Provided text:
----------------------------------------
The opinion of the court was delivered by: MARILYN PATEL, Chief Judge, District
Motion for Summary Judgment
On July 31, 2003, plaintiff Steven C. Atkins, proceeding pro se,
brought this civil action against defendants the County of Alameda, City
of Alameda, Eileen McAndrew, and Officer Patrick Wyeth of the Alameda
Police Department (collectively "defendants"). Atkins' complaint alleges
that defendants participated individually and collectively in the
false arrest, illegal search, and malicious prosecution of plaintiff; in
the process, plaintiff claims, defendants violated the Fourth, Fifth,
Sixth, Eighth, and Fourteenth Amendments to the United States
Constitution. For these supposed violations, plaintiff seeks unspecified
sums of compensatory and punitive damages, and he requests an award of
costs and attorneys' fees.
----------------------------------------
Provided information:
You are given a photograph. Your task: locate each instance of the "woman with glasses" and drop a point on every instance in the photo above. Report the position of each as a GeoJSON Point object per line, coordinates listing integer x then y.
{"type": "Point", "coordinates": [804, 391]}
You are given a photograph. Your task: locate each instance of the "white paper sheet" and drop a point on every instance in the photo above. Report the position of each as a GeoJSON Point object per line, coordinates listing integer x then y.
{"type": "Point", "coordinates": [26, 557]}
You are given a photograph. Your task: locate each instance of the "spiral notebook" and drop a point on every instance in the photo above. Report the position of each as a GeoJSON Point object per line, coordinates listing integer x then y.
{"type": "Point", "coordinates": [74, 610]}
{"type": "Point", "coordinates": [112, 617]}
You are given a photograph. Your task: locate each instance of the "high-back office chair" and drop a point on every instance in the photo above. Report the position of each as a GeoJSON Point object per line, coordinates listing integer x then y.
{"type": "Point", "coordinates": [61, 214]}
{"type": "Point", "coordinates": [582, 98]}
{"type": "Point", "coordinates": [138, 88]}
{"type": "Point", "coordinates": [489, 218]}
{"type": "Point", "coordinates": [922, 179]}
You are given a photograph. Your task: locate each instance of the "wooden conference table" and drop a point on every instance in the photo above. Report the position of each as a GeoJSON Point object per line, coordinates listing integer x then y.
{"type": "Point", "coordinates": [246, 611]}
----------------------------------------
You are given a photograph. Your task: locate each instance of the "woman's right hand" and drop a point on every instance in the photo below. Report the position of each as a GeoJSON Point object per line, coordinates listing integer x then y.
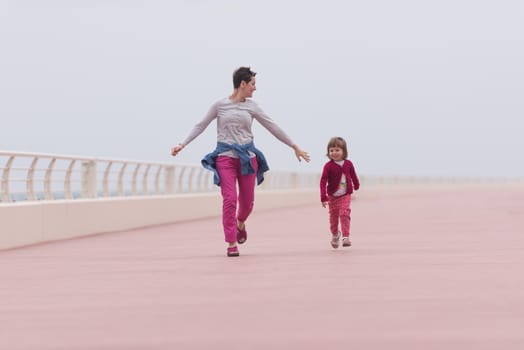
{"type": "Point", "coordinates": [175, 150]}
----------------------------------------
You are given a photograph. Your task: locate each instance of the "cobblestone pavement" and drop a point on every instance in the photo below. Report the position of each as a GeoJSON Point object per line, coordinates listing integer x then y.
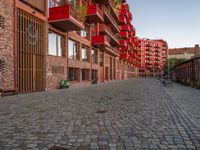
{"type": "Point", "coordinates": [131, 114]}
----------------------------------------
List of tasks:
a) Translate this sentence from the court opinion into Spanish: "For these supposed violations, plaintiff seeks unspecified sums of compensatory and punitive damages, and he requests an award of costs and attorneys' fees."
b) Return, word for word, the part of the court opinion that begins at the words "The opinion of" and stops after the words "and attorneys' fees.".

Expected responses:
a) Por estas supuestas violaciones, el demandante reclama sumas no especificadas por concepto de daños compensatorios y punitivos, y solicita que se le concedan las costas y los honorarios de abogados.

b)
The opinion of the court was delivered by: MARILYN PATEL, Chief Judge, District
Motion for Summary Judgment
On July 31, 2003, plaintiff Steven C. Atkins, proceeding pro se,
brought this civil action against defendants the County of Alameda, City
of Alameda, Eileen McAndrew, and Officer Patrick Wyeth of the Alameda
Police Department (collectively "defendants"). Atkins' complaint alleges
that defendants participated individually and collectively in the
false arrest, illegal search, and malicious prosecution of plaintiff; in
the process, plaintiff claims, defendants violated the Fourth, Fifth,
Sixth, Eighth, and Fourteenth Amendments to the United States
Constitution. For these supposed violations, plaintiff seeks unspecified
sums of compensatory and punitive damages, and he requests an award of
costs and attorneys' fees.